_REQUIRED WORK:_ In the records, from the line containing "road line in the photo above." through the end of the records, switch every "evaluation round" to "test round" and leave all other text as it is. Give back only those lines, without the pictures.
........
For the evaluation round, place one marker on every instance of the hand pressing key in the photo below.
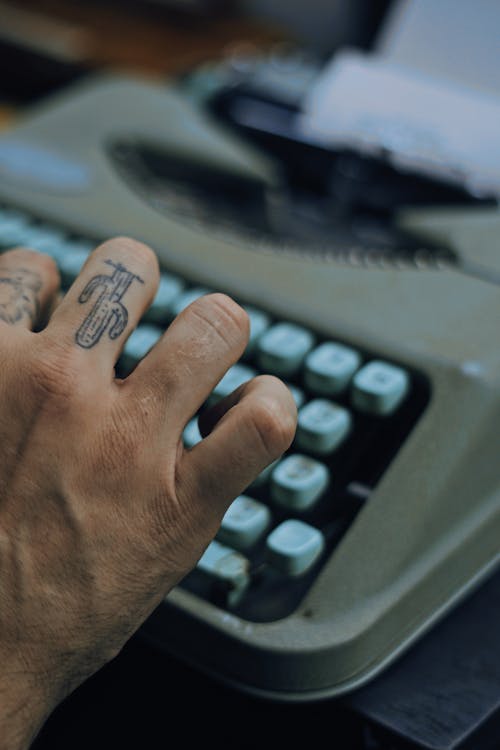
(102, 510)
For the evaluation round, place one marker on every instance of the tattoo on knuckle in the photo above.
(19, 290)
(108, 312)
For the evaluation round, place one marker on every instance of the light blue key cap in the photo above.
(191, 435)
(185, 299)
(379, 388)
(223, 564)
(293, 547)
(330, 367)
(298, 482)
(244, 522)
(43, 238)
(14, 230)
(234, 377)
(138, 345)
(322, 426)
(72, 259)
(169, 289)
(259, 322)
(282, 348)
(298, 394)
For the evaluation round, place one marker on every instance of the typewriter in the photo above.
(385, 512)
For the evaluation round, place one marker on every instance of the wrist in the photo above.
(23, 710)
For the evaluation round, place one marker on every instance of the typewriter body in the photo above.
(423, 527)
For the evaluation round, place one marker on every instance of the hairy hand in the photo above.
(102, 510)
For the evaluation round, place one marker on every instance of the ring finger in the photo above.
(29, 283)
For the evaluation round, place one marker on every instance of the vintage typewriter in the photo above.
(386, 510)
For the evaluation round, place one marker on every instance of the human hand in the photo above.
(102, 510)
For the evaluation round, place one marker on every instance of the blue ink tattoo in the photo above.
(108, 312)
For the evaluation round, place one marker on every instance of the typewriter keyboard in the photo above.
(355, 410)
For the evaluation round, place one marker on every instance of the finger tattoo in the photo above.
(108, 312)
(19, 289)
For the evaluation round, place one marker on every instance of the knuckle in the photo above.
(133, 250)
(273, 424)
(223, 315)
(54, 372)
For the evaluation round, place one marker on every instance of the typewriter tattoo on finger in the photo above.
(19, 288)
(108, 313)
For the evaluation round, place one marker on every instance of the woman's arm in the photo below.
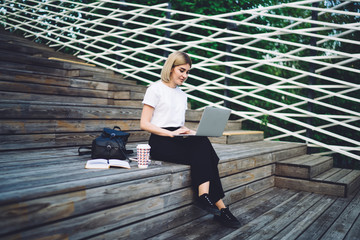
(145, 124)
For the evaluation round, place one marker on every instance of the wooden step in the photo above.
(74, 82)
(304, 167)
(239, 136)
(53, 195)
(61, 91)
(336, 182)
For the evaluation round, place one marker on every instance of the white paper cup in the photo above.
(143, 155)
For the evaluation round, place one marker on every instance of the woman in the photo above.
(163, 115)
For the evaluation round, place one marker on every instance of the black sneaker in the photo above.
(206, 204)
(227, 218)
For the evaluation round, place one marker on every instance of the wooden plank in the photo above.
(294, 160)
(38, 126)
(232, 167)
(243, 178)
(320, 225)
(352, 181)
(83, 201)
(25, 110)
(327, 174)
(45, 210)
(321, 165)
(17, 75)
(71, 61)
(287, 170)
(234, 137)
(206, 228)
(16, 142)
(278, 156)
(311, 186)
(337, 176)
(344, 222)
(302, 220)
(354, 231)
(61, 91)
(253, 225)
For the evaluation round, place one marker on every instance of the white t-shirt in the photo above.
(169, 105)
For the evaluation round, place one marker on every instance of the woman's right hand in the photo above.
(182, 130)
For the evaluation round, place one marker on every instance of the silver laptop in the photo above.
(212, 122)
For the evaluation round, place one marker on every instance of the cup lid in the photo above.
(147, 146)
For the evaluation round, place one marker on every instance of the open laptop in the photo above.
(212, 122)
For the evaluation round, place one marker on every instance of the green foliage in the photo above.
(215, 7)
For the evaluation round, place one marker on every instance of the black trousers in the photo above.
(194, 151)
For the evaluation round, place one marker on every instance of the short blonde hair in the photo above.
(174, 59)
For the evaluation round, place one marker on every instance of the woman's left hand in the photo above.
(183, 130)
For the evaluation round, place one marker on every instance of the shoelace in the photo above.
(228, 215)
(208, 200)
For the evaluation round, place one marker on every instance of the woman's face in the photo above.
(179, 74)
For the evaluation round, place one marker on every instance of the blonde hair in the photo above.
(174, 59)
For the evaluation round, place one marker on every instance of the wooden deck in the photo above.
(48, 108)
(49, 195)
(281, 214)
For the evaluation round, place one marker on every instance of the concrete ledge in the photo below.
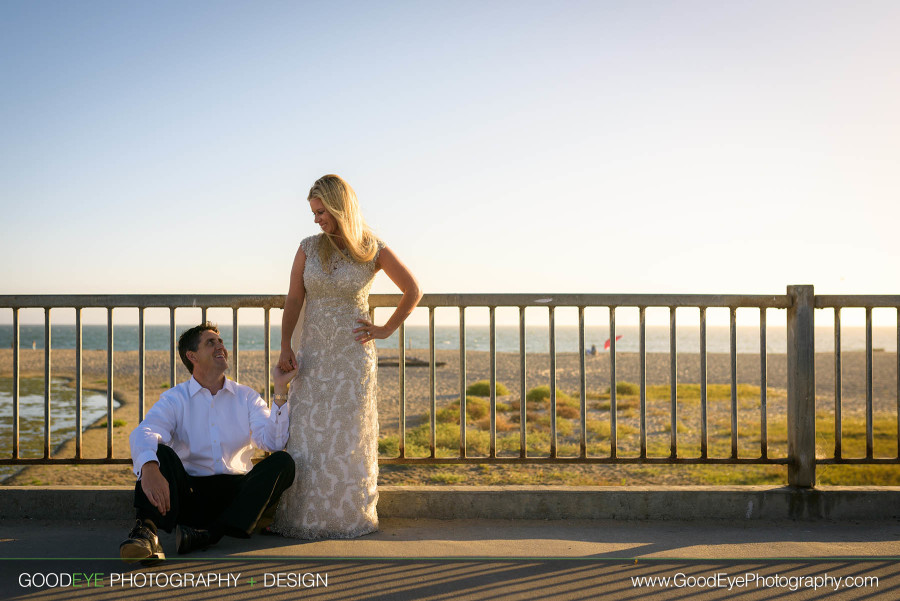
(525, 502)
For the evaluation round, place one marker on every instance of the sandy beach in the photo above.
(417, 388)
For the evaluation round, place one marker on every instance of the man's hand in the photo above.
(282, 379)
(155, 486)
(287, 361)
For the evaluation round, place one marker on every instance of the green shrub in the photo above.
(476, 408)
(483, 388)
(627, 388)
(539, 394)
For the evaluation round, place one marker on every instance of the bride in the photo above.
(334, 417)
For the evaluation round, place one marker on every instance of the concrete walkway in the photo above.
(472, 559)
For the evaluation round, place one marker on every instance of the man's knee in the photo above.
(283, 461)
(165, 454)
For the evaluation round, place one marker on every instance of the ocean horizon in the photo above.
(252, 338)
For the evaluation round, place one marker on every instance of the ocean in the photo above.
(477, 338)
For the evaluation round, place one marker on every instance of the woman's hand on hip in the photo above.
(287, 361)
(368, 331)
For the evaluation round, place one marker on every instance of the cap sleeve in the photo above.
(379, 245)
(308, 245)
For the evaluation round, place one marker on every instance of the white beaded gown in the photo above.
(334, 419)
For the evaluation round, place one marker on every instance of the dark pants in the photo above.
(234, 503)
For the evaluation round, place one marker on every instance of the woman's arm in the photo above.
(406, 282)
(292, 305)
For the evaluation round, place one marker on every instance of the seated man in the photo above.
(192, 455)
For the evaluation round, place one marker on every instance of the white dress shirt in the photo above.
(211, 434)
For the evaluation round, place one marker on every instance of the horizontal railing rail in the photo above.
(799, 302)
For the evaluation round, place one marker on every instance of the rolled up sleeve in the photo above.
(157, 427)
(268, 428)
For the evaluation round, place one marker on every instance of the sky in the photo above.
(495, 146)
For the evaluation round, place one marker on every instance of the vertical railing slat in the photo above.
(523, 451)
(46, 382)
(553, 449)
(838, 420)
(462, 382)
(583, 384)
(642, 378)
(763, 387)
(673, 384)
(401, 362)
(16, 343)
(432, 383)
(732, 336)
(267, 353)
(174, 344)
(492, 377)
(704, 432)
(142, 364)
(613, 435)
(869, 435)
(78, 382)
(109, 382)
(235, 347)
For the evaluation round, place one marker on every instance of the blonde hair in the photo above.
(340, 200)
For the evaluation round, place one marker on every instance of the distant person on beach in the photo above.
(334, 419)
(192, 452)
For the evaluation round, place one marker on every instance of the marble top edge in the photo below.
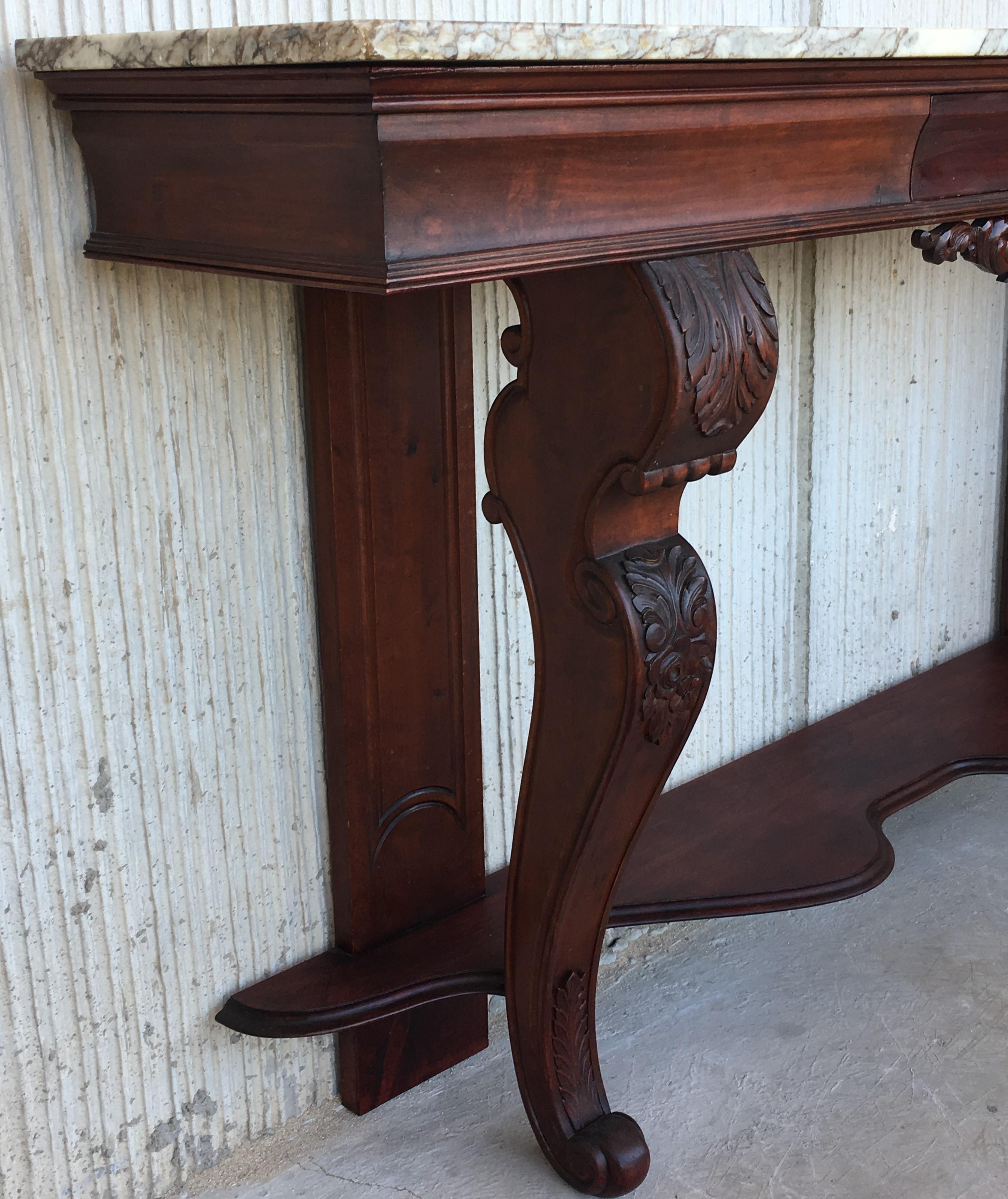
(410, 41)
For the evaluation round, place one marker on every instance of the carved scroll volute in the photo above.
(631, 382)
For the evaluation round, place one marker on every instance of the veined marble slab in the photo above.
(411, 41)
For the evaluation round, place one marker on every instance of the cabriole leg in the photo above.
(393, 514)
(633, 380)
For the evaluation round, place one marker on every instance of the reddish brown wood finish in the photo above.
(390, 406)
(630, 382)
(983, 243)
(337, 176)
(633, 380)
(795, 824)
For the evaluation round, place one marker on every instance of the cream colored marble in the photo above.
(407, 41)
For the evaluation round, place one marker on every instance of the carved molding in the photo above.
(983, 243)
(724, 312)
(673, 595)
(572, 1056)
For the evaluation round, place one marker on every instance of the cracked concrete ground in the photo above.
(852, 1052)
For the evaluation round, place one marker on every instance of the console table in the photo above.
(615, 177)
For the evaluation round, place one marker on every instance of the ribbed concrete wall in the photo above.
(161, 804)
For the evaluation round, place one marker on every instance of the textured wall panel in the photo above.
(908, 437)
(161, 804)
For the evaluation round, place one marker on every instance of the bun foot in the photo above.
(609, 1156)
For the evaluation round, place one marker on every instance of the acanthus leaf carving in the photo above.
(983, 243)
(729, 328)
(572, 1056)
(673, 596)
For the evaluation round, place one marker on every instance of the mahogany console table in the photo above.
(615, 184)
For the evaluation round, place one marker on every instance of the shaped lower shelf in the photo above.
(794, 824)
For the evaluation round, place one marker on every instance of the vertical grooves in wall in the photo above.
(160, 753)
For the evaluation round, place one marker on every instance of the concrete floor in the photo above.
(859, 1051)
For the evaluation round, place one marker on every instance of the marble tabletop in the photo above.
(410, 41)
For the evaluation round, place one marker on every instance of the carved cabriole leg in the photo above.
(633, 380)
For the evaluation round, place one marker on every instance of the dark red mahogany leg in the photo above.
(633, 380)
(390, 421)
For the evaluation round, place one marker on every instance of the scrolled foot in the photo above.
(609, 1156)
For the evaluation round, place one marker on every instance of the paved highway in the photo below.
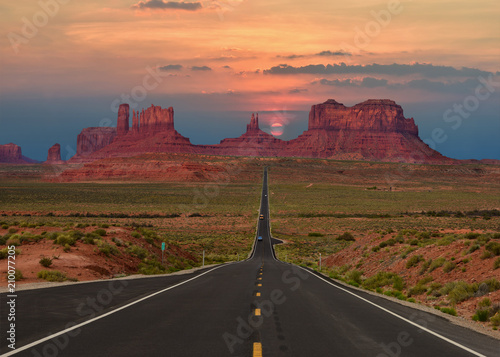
(259, 307)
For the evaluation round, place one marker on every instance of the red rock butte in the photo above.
(374, 130)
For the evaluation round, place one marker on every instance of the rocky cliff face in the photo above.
(374, 115)
(373, 130)
(54, 155)
(11, 153)
(91, 140)
(122, 126)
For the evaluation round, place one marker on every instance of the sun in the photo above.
(277, 129)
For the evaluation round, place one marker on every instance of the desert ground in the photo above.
(427, 234)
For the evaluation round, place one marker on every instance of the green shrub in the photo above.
(100, 232)
(354, 276)
(449, 266)
(413, 261)
(52, 275)
(495, 320)
(139, 252)
(486, 255)
(493, 247)
(346, 236)
(46, 262)
(472, 235)
(481, 315)
(449, 310)
(458, 291)
(493, 284)
(107, 249)
(136, 235)
(473, 248)
(439, 262)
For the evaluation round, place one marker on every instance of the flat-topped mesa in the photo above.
(93, 139)
(254, 123)
(122, 126)
(155, 119)
(375, 115)
(11, 153)
(54, 154)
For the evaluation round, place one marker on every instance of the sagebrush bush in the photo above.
(413, 261)
(52, 275)
(46, 262)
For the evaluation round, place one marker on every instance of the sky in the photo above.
(66, 65)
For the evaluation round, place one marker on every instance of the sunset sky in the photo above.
(66, 64)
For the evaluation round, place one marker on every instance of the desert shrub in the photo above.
(423, 235)
(449, 311)
(14, 240)
(436, 264)
(471, 235)
(354, 276)
(458, 291)
(495, 320)
(473, 248)
(449, 266)
(151, 267)
(424, 267)
(493, 284)
(5, 252)
(413, 261)
(346, 236)
(52, 275)
(65, 240)
(493, 247)
(417, 290)
(107, 249)
(139, 252)
(486, 302)
(100, 232)
(382, 279)
(46, 262)
(486, 255)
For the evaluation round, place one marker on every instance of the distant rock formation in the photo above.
(12, 154)
(152, 131)
(91, 140)
(374, 130)
(54, 155)
(123, 120)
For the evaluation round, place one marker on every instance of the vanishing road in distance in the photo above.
(258, 307)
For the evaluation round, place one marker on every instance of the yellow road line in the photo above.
(257, 349)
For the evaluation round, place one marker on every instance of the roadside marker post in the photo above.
(162, 251)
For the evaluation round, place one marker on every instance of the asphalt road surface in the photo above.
(258, 307)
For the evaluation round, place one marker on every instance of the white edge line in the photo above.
(399, 317)
(23, 348)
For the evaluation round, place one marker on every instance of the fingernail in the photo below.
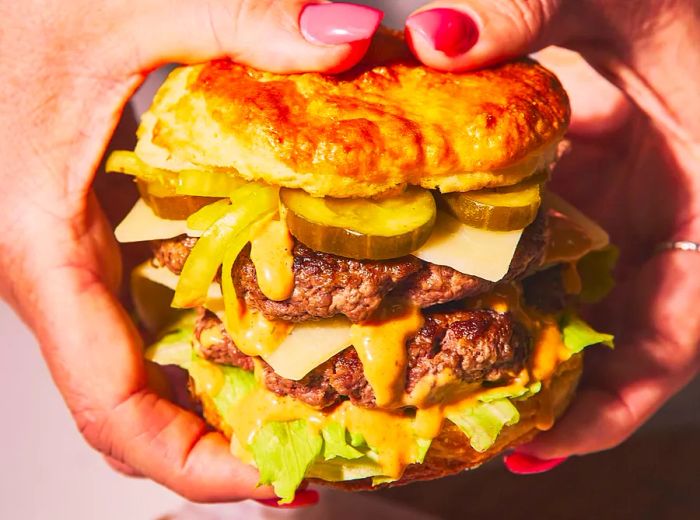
(522, 464)
(448, 30)
(333, 24)
(304, 497)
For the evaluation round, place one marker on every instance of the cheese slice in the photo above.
(141, 224)
(472, 251)
(308, 345)
(165, 277)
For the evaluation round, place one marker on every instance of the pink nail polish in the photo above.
........
_FINISHED EXERCISE:_
For the test round, place one marker on every instance of the yellow road line in the photo above.
(257, 349)
For the test round, place one marker on every instance of the roadside marker post in the photo above.
(162, 251)
For the test round, place one marker on every instance of the asphalt road surface in the photo above.
(258, 307)
For the test round, place one marker on every instance of the white edge line in the photo above.
(399, 317)
(23, 348)
For the test round, place one marker on every instance of the fingernail in the photo below.
(522, 464)
(448, 30)
(333, 24)
(304, 497)
For the test round, place one marker on every instance of the cheese slice in the photo above.
(141, 224)
(472, 251)
(308, 345)
(165, 277)
For the test round, place one marker on every instance of the pink nail polish in the photo above.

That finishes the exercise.